------ Extracted text
Passing all arguments of a function to another function

Asked 28/6, 2010 at 23:41 Answered 12/1 at 18:21

I want to pass all the arguments passed to a function(func1) as arguments to another function(func2) inside func1 This can be done with *args, *kwargs in the called func1 and passing them down to func2, but is there another way?

Originally

def func1(*args, **kwargs):
    func2(*args, **kwargs)

but if my func1 signature is

def func1(a=1, b=2, c=3):

how do I send them all to func2, without using

def func1(a=1, b=2, c=3):
    func2(a, b, c)

Is there a way as in javascript callee.arguments?

Hexahydrate answered 28/6, 2010 at 23:41 Comment(6)

possibly related: #1137173 – Insole 28/6, 2010 at 23:44

I don't see how this could be useful... – Poor 28/6, 2010 at 23:48

it's not all that useful, but sometimes I write a function with lot of args, and and bored of copying them over and over. – Hexahydrate 29/6, 2010 at 0:57

@Mark no, not related, but thanks anyway. – Hexahydrate 29/6, 2010 at 1:9

@Poor this is useful when writing generic decorators that do not care about function args – Balsaminaceous 28/5, 2013 at 12:17

@Poor - or if you're extracting common functionality to another function, and you don't what to change the existing external calling interface – Jahncke 3/8, 2016 at 19:57

Explicit is better than implicit but if you really don't want to type a few characters:

def func1(a=1, b=2, c=3):
    func2(**locals())

locals() are all local variables, so you can't set any extra vars before calling func2 or they will get passed too.

Shupe answered 29/6, 2010 at 0:7 Comment(8)
------------
------ Stored data
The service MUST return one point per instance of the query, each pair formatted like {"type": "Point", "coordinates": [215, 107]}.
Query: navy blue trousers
------------
-- Written tasks --
**a.** Please retype the part of the thread on passing function arguments that begins at the words "I want to pass" and ends after "func2(*args, **kwargs)".
**b.** In the thread on passing function arguments, what happens to extra variables set inside func1 before it calls func2 with **locals()?

-- Task-by-task outputs --
**a.**
I want to pass all the arguments passed to a function(func1) as arguments to another function(func2) inside func1 This can be done with *args, *kwargs in the called func1 and passing them down to func2, but is there another way?

Originally

def func1(*args, **kwargs):
    func2(*args, **kwargs)

**b.** They get passed to func2 too.